◆ **Exercise directions**:
Return every entry below word for word and leave out any picture.

(Extracted records)
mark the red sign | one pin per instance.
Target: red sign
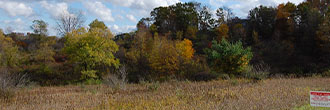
(320, 99)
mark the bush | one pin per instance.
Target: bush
(118, 80)
(230, 58)
(10, 82)
(258, 72)
(91, 52)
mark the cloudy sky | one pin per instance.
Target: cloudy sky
(118, 15)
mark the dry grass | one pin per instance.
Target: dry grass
(215, 95)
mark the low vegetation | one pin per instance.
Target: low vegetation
(180, 57)
(270, 94)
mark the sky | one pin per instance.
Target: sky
(119, 15)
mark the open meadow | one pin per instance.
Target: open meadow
(280, 94)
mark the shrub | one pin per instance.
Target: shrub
(257, 72)
(91, 52)
(118, 80)
(10, 82)
(230, 58)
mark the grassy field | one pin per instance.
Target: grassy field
(281, 94)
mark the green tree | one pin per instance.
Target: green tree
(222, 32)
(39, 27)
(99, 28)
(230, 58)
(91, 52)
(9, 54)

◆ **Exercise solution**:
mark the red sign | one pin per instance.
Target: red sign
(320, 99)
mark the bush | one pin per instance.
Target: bush
(118, 80)
(230, 58)
(10, 82)
(258, 72)
(91, 52)
mark the cloudy sky | one pin per instance.
Target: cloudy sky
(118, 15)
mark the dry grass | one pin per instance.
Target: dry grass
(215, 95)
mark the low vegetation | one pin per instance.
Target: low vegetation
(180, 57)
(270, 94)
mark the sky | one pin per instance.
Target: sky
(119, 15)
mark the open meadow | one pin per instance.
Target: open meadow
(280, 94)
mark the shrub | one pin per instance.
Target: shrub
(257, 72)
(91, 52)
(118, 80)
(10, 82)
(230, 58)
mark the grassy field | one pin per instance.
Target: grassy field
(281, 94)
mark the green tree | one pin per instance.
Target: green tree
(222, 32)
(39, 27)
(99, 28)
(230, 58)
(91, 52)
(9, 54)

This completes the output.